- [Problem requirements]: From the listing below, pull out every line that contains the string "mast". Matching is case-sensitive.

===== Input rows =====

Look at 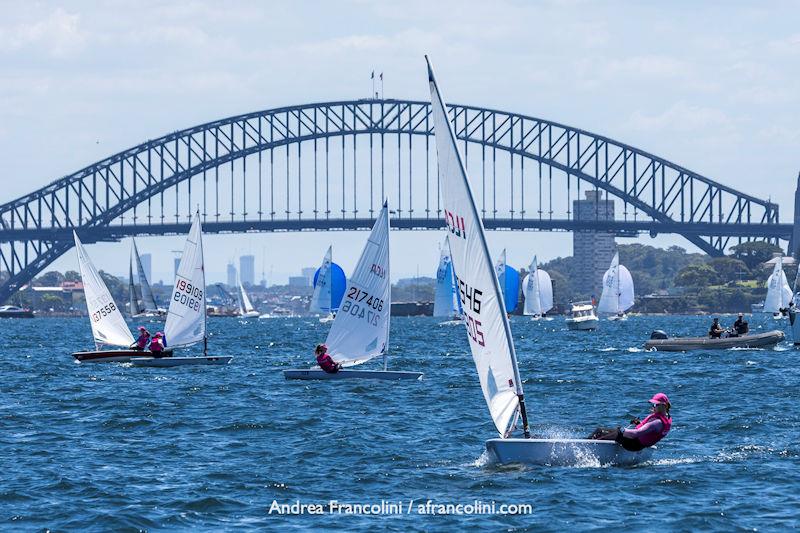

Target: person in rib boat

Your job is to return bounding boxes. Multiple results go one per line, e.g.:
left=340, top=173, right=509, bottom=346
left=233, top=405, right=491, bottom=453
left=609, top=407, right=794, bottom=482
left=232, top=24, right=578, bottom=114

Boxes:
left=314, top=344, right=342, bottom=374
left=589, top=392, right=672, bottom=452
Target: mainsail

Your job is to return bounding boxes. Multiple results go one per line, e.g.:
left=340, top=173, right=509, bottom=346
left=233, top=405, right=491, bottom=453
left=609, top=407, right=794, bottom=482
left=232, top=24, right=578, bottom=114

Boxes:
left=597, top=252, right=634, bottom=314
left=308, top=246, right=333, bottom=313
left=72, top=231, right=134, bottom=347
left=426, top=58, right=528, bottom=436
left=131, top=239, right=158, bottom=311
left=433, top=237, right=461, bottom=317
left=523, top=256, right=553, bottom=316
left=326, top=202, right=392, bottom=366
left=164, top=212, right=206, bottom=347
left=764, top=256, right=792, bottom=313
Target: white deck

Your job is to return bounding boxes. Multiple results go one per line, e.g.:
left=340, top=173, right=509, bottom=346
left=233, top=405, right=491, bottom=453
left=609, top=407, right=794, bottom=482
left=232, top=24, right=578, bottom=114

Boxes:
left=283, top=368, right=423, bottom=380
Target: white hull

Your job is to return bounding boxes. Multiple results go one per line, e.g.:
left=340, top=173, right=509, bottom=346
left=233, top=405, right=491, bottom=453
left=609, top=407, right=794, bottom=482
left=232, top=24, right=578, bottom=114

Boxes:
left=131, top=355, right=233, bottom=367
left=566, top=317, right=600, bottom=331
left=283, top=368, right=422, bottom=380
left=486, top=438, right=653, bottom=466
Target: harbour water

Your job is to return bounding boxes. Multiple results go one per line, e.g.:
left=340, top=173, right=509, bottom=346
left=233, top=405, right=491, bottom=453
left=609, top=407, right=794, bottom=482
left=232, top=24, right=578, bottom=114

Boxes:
left=0, top=317, right=800, bottom=531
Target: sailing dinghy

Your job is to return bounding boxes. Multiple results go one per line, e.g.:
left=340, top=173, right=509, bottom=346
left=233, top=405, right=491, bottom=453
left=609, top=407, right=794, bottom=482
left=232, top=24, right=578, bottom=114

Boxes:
left=131, top=212, right=233, bottom=367
left=283, top=202, right=422, bottom=380
left=72, top=232, right=157, bottom=363
left=597, top=252, right=633, bottom=320
left=522, top=255, right=553, bottom=320
left=426, top=57, right=652, bottom=465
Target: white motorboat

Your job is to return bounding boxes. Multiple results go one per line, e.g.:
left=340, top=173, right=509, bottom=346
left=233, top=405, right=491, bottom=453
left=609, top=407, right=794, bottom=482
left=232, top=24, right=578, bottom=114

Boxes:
left=565, top=302, right=600, bottom=331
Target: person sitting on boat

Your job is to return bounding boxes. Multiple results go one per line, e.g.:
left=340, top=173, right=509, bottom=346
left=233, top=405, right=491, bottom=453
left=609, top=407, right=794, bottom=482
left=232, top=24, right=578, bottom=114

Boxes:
left=589, top=392, right=672, bottom=452
left=150, top=331, right=165, bottom=357
left=131, top=326, right=150, bottom=352
left=733, top=313, right=750, bottom=337
left=314, top=344, right=342, bottom=374
left=708, top=318, right=725, bottom=339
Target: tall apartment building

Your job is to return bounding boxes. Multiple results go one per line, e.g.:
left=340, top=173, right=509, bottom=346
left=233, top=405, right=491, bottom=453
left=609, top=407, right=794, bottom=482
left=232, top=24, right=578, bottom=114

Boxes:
left=572, top=190, right=616, bottom=299
left=239, top=255, right=256, bottom=285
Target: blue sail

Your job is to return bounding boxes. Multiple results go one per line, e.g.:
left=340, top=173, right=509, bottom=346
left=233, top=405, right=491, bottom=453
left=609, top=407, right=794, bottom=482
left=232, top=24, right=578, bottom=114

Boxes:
left=314, top=263, right=347, bottom=311
left=503, top=265, right=519, bottom=313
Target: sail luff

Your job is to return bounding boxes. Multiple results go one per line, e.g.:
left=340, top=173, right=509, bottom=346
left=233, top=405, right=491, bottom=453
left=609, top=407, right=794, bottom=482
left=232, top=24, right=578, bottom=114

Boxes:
left=425, top=56, right=529, bottom=436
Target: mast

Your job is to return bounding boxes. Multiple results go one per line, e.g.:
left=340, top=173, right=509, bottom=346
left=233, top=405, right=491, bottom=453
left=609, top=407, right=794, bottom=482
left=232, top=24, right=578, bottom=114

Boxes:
left=425, top=55, right=531, bottom=439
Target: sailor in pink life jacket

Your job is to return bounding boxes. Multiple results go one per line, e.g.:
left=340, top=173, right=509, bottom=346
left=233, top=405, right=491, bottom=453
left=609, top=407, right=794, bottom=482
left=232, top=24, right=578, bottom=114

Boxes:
left=150, top=331, right=164, bottom=357
left=131, top=326, right=150, bottom=352
left=589, top=392, right=672, bottom=452
left=314, top=344, right=342, bottom=374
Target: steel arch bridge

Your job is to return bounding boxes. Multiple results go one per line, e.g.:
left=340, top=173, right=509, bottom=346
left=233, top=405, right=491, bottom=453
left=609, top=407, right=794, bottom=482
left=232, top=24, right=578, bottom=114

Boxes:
left=0, top=99, right=792, bottom=302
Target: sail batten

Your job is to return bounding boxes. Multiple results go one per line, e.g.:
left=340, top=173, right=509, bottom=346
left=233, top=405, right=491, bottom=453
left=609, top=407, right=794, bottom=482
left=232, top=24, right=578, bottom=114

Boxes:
left=72, top=232, right=134, bottom=347
left=426, top=58, right=525, bottom=436
left=326, top=203, right=392, bottom=367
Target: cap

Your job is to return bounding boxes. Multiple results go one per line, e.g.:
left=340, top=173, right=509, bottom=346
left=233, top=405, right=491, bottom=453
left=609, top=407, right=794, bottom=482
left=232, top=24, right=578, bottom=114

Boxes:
left=648, top=392, right=671, bottom=405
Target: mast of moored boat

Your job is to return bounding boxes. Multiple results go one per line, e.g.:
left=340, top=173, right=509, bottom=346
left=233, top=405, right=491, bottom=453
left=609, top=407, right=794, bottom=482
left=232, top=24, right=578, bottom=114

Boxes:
left=425, top=55, right=530, bottom=438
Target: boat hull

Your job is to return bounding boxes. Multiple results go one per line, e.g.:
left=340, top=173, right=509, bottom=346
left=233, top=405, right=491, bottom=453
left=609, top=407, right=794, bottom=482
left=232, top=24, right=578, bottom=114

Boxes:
left=131, top=355, right=233, bottom=368
left=567, top=318, right=600, bottom=331
left=283, top=368, right=423, bottom=381
left=486, top=438, right=654, bottom=466
left=644, top=329, right=784, bottom=352
left=72, top=350, right=172, bottom=363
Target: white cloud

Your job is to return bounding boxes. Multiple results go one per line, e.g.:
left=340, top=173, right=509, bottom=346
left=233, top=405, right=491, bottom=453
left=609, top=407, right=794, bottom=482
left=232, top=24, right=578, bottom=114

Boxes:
left=0, top=8, right=86, bottom=57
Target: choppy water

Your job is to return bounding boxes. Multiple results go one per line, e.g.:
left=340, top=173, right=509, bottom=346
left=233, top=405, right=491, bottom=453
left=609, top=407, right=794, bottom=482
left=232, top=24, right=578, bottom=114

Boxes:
left=0, top=317, right=800, bottom=531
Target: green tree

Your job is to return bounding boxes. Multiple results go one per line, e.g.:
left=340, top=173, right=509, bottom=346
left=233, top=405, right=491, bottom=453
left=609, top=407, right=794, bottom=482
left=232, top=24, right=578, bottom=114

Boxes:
left=708, top=257, right=751, bottom=283
left=33, top=270, right=64, bottom=287
left=675, top=263, right=720, bottom=287
left=731, top=241, right=781, bottom=270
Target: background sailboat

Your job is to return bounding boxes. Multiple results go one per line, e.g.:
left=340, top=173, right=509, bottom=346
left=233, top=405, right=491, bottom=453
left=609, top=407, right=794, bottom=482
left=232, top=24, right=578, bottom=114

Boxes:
left=72, top=232, right=148, bottom=363
left=426, top=57, right=652, bottom=465
left=433, top=237, right=461, bottom=324
left=128, top=239, right=165, bottom=318
left=764, top=256, right=792, bottom=319
left=283, top=203, right=422, bottom=379
left=597, top=252, right=634, bottom=320
left=522, top=256, right=553, bottom=320
left=495, top=248, right=519, bottom=313
left=132, top=212, right=233, bottom=366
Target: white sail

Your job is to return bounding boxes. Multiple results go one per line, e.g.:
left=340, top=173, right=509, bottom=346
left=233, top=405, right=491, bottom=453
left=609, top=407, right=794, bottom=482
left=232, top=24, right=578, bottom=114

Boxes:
left=428, top=58, right=522, bottom=435
left=164, top=213, right=206, bottom=347
left=433, top=237, right=459, bottom=317
left=764, top=257, right=792, bottom=313
left=72, top=231, right=133, bottom=347
left=308, top=246, right=333, bottom=313
left=522, top=256, right=553, bottom=316
left=239, top=281, right=256, bottom=314
left=597, top=253, right=634, bottom=314
left=131, top=239, right=158, bottom=311
left=326, top=203, right=392, bottom=366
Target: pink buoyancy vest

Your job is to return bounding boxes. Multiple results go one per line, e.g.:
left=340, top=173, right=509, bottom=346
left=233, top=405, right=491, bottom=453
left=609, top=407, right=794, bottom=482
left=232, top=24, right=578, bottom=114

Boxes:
left=636, top=413, right=672, bottom=446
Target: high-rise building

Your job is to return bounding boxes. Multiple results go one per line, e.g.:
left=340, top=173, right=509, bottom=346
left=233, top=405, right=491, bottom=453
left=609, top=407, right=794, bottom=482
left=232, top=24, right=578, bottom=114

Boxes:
left=239, top=255, right=256, bottom=285
left=228, top=263, right=236, bottom=287
left=572, top=190, right=616, bottom=298
left=300, top=267, right=317, bottom=285
left=139, top=254, right=153, bottom=283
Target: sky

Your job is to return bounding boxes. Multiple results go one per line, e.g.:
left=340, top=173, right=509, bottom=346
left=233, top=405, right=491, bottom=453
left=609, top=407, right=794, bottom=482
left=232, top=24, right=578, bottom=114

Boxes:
left=0, top=0, right=800, bottom=283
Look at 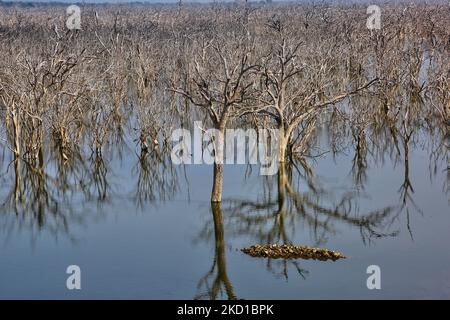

=====

- [The completed task]:
Target: mast
Target: mast of moored boat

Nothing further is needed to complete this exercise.